§ **Work instructions**:
Copy the records below exactly. Include all of them.

§ **Dataset excerpts**:
----------

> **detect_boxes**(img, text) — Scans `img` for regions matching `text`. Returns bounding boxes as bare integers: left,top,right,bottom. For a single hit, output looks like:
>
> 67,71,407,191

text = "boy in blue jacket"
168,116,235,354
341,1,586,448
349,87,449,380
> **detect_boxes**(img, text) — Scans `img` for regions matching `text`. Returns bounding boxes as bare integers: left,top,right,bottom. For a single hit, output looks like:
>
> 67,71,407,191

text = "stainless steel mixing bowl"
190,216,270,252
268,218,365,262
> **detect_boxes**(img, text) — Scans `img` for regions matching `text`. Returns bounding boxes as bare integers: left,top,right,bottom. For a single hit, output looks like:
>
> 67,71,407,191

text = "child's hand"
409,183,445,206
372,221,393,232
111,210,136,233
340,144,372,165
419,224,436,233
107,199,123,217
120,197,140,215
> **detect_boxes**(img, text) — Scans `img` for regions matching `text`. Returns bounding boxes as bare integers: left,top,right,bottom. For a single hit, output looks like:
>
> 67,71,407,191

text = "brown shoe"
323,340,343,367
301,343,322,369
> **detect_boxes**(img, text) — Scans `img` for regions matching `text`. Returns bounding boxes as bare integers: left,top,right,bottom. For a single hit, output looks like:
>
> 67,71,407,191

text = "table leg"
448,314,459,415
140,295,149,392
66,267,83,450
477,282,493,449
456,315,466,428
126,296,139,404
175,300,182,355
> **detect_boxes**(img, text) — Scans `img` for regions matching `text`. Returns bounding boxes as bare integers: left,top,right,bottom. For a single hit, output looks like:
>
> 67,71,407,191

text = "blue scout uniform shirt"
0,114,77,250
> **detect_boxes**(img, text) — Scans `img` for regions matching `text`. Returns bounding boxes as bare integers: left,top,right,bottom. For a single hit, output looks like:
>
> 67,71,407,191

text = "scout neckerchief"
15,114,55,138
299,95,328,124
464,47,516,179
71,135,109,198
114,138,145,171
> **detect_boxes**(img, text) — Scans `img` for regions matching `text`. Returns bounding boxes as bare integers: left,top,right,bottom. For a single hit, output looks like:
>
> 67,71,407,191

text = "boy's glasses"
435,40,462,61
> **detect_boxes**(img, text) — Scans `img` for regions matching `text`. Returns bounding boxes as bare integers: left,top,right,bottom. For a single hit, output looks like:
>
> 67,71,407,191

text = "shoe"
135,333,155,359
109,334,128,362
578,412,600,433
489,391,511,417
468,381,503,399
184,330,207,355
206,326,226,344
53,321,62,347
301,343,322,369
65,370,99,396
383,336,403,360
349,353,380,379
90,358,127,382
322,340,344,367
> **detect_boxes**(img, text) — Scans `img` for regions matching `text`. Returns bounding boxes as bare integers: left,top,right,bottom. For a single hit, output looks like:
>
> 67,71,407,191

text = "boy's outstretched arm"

----------

§ **Result below**:
> **detect_boxes**(img, text) — Scans `img` for regions matching `text`. Returns bounding boxes as bare integers: left,top,right,bottom. For a single hit, output looks like:
>
> 67,71,407,191

text = "boy in blue jacket"
168,116,235,354
341,1,586,448
349,87,449,380
> **detect_boxes**(img, text) — Scans `img` for regions matching `text`. Returns bounding boxes as bare integers: left,top,right,bottom. For a single hit, output looks like:
>
> 67,71,407,191

text = "stainless steel mixing bowl"
190,216,270,252
268,218,365,262
> **detect_boxes**(img, text) — Scans `img` for regions matching `text`. Returns bounding boxes as bare integers: left,top,right,bottom. For a single hit, output looks like:
>
> 67,71,407,191

text = "child's hand"
409,183,445,206
372,221,393,232
111,210,136,233
340,144,372,165
419,224,436,233
107,199,123,217
120,197,140,215
> **detect_boxes**(img, text) — Scans `img` for regions matching `text`. Returns bounding boxes as bare integers: left,top,right,bottom. For a single hit, output looks like:
>
> 67,71,407,191

text = "brown shoe"
323,340,343,367
301,343,322,369
> **detect_boxes**(img, text) — Scans `img` for regions matching `text`. Returns bounding boxes as bare integers: left,top,right,bottom. For a single hit, output looks like:
>
> 67,71,407,191

text = "table leg"
448,314,459,415
140,295,149,392
66,267,83,450
477,282,493,449
456,315,466,428
126,296,139,404
175,300,182,355
> **detect_boxes**(img, text) — Scans `img` for regions matching `text`. Returns bounding boxes as bare integers: left,top,right,bottom. For a single hit, output looks like:
>
> 67,71,407,191

text = "blue scout uniform shirt"
0,114,77,250
> **detect_boxes**(img, text) — Scans `img` for regions matching `text`. Returns bounding boxes as bare integers: left,top,right,bottom. For a single hit, output looks like:
>
> 67,71,407,191

text = "scout neckerchief"
15,114,55,138
299,95,328,124
464,47,516,179
71,135,109,198
114,138,145,171
> **detect_boxes**(img, text) — Scans `img` for regions matching `text`. Returns bounding boxes as bare integers: left,top,right,bottom. For a single hit, output looks like:
>
> 67,71,407,191

text = "boy's glasses"
435,40,462,61
> **detect_boxes**(img, text) — Scans `img` for regions matching `text`. Returns bounding boxes as bare integers: left,top,right,bottom. For a single hit, output looks like:
>
> 67,71,407,191

text = "shoe"
135,333,155,359
109,334,128,362
578,412,600,433
489,391,511,417
468,381,503,399
184,330,207,355
206,326,226,344
53,321,62,347
301,343,322,369
65,370,99,396
383,336,403,360
349,353,380,379
90,358,127,382
322,340,344,367
> **detect_boxes**(img, text) — Scans `img` for regions matching `text`. Returns bounding boxes as bare integers: left,top,right,bottom. For a single hit, output looks like:
>
> 67,71,407,191

text = "boy's outstretched arm"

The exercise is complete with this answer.